━━━ Provided data ━━━

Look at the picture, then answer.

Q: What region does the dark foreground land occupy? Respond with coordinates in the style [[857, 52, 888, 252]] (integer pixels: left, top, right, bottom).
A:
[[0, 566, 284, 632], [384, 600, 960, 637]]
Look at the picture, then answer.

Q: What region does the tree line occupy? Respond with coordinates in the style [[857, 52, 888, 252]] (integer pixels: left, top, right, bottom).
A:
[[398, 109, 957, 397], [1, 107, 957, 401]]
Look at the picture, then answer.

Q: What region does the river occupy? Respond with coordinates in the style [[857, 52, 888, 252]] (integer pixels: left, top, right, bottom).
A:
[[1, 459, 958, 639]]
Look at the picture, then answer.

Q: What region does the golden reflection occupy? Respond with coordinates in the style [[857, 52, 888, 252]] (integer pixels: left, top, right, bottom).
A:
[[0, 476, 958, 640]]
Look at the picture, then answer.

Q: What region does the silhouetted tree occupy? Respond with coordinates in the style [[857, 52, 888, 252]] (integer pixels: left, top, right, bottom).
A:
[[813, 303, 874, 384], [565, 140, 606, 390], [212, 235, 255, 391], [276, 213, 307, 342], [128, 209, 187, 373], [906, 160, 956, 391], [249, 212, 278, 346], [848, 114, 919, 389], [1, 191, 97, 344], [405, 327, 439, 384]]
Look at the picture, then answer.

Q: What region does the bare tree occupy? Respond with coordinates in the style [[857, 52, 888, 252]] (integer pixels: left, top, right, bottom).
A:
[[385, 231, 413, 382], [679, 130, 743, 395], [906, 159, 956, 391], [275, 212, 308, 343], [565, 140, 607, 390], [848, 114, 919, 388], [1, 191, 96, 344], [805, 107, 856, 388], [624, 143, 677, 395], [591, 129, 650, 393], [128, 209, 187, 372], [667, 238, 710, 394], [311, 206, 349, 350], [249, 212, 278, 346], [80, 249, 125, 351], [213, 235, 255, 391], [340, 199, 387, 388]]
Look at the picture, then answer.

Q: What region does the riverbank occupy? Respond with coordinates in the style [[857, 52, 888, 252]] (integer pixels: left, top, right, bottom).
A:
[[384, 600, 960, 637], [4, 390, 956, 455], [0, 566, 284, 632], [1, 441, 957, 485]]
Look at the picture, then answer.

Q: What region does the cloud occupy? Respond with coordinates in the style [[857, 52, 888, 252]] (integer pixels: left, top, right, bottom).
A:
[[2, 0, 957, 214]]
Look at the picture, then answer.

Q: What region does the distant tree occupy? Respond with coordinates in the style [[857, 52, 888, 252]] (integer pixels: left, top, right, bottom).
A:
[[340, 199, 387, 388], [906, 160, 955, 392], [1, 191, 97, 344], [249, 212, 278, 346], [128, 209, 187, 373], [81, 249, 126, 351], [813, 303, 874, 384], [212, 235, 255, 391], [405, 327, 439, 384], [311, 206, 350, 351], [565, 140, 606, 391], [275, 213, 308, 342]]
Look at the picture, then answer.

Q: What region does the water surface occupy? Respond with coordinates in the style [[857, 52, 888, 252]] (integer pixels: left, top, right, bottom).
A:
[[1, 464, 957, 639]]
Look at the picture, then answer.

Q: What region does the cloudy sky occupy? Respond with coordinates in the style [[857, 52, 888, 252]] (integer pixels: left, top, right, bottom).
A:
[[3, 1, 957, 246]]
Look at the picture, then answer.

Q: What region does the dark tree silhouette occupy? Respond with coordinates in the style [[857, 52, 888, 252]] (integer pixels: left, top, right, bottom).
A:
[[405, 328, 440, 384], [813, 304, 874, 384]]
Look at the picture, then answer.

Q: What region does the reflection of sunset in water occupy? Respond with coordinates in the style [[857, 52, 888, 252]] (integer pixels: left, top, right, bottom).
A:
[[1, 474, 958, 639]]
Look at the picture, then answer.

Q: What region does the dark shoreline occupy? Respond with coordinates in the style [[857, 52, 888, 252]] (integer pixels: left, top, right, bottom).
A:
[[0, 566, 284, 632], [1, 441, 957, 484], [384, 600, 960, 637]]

━━━

Exercise directions: Each entry above is to be duplicated exactly, with nothing left out.

Solution to the problem:
Look at the picture, then answer.

Q: What region does the dark foreground land occupy? Respond with coordinates in the style [[857, 52, 888, 252]] (integer pixels: left, top, right, bottom).
A:
[[0, 566, 284, 632], [384, 600, 960, 637]]
Look at the picture, then answer.

Q: What region does the tree line occupy? Respond with coordinates in the style [[857, 52, 888, 252]] (integer pixels: left, top, right, bottom).
A:
[[398, 109, 957, 397], [1, 107, 957, 401]]
Look at the picture, then answer.

Q: What region does the river occupy? Respond with coordinates in the style [[857, 52, 888, 252]] (integer pixels: left, top, right, bottom).
A:
[[1, 459, 958, 639]]
Look at the picture, then answer.

Q: What region does the golden reflection occupy? Respond with coordinates in the style [[857, 52, 888, 252]] (integer pixels: left, top, right, bottom).
A:
[[0, 476, 958, 640]]
Look at the picture, then answer.

Q: What region does the silhouetted tree occupy? Respond with coordinates in the style [[857, 52, 888, 252]] (integer pixels: left, top, right, bottom).
A:
[[813, 303, 874, 384], [565, 140, 606, 390], [212, 235, 255, 391], [276, 213, 307, 342], [128, 209, 187, 373], [906, 160, 956, 391], [249, 212, 278, 346], [848, 114, 919, 389], [1, 191, 97, 344], [405, 327, 439, 384]]
Look at the picture, then answer.

Q: What region does the bare tree occupy? Respond with coordinates in the style [[857, 52, 888, 252]] (integer pixels: left, top, right, bottom).
A:
[[385, 231, 413, 382], [679, 130, 743, 395], [906, 159, 956, 391], [275, 212, 308, 343], [565, 140, 607, 390], [848, 114, 919, 388], [1, 191, 96, 344], [805, 107, 856, 388], [624, 143, 677, 395], [591, 129, 650, 393], [128, 209, 187, 372], [667, 238, 710, 394], [311, 206, 349, 350], [249, 212, 278, 346], [80, 249, 125, 351], [213, 235, 255, 391], [340, 199, 387, 388]]
Look at the picture, then answer.

Q: What region does the riverbank occupy? Respond with coordinates in the style [[857, 52, 888, 252]] (integer pixels: left, top, right, bottom).
A:
[[384, 600, 960, 637], [4, 390, 956, 455], [0, 566, 284, 632], [1, 441, 957, 485]]
Look at the picture, then answer.

Q: What region does the cloud occupy? Respond with coordinates in the style [[857, 52, 888, 252]] (integer pixels: left, top, right, bottom).
A:
[[2, 0, 957, 214]]
Look at the picture, then answer.

Q: What region does the distant tree occupy? Respond with coordinates in the style [[857, 52, 888, 252]] (integer pixels: left, top, right, bottom).
A:
[[340, 199, 387, 388], [906, 160, 955, 392], [1, 191, 97, 344], [249, 212, 278, 346], [128, 209, 187, 373], [81, 249, 126, 351], [813, 303, 874, 384], [212, 235, 255, 391], [405, 327, 439, 384], [311, 206, 350, 351], [565, 140, 606, 391], [275, 213, 308, 342]]
Look at the picture, then answer.

Q: What region does the water surface occupy? Respond with coordinates in the style [[857, 52, 888, 252]] (integer pixels: left, top, right, bottom).
A:
[[1, 464, 957, 639]]
Look at the picture, then answer.

Q: What region does the cloudy sky occupy? Respond with coordinates in the style [[857, 52, 888, 252]] (integer pixels: left, top, right, bottom).
A:
[[3, 1, 957, 246]]
Look at the picture, then answer.

Q: What region does the dark tree silhouette occupy? Respond with coordinates in the style [[857, 52, 888, 252]] (integer pixels: left, top, right, bottom).
A:
[[405, 328, 440, 384], [813, 304, 874, 384]]
Look at the picture, then answer.

Q: What region does the reflection of sunset in water occupy? Respond with coordinates in the style [[857, 52, 888, 252]] (integer pixels: left, top, right, bottom).
A:
[[1, 474, 958, 639]]
Look at the picture, then answer.

Q: What region does the dark shoreline occupy? Respond with coordinates in the style [[857, 52, 888, 252]] (integer pixels: left, top, right, bottom).
A:
[[0, 566, 284, 632], [1, 441, 957, 484], [384, 600, 960, 637]]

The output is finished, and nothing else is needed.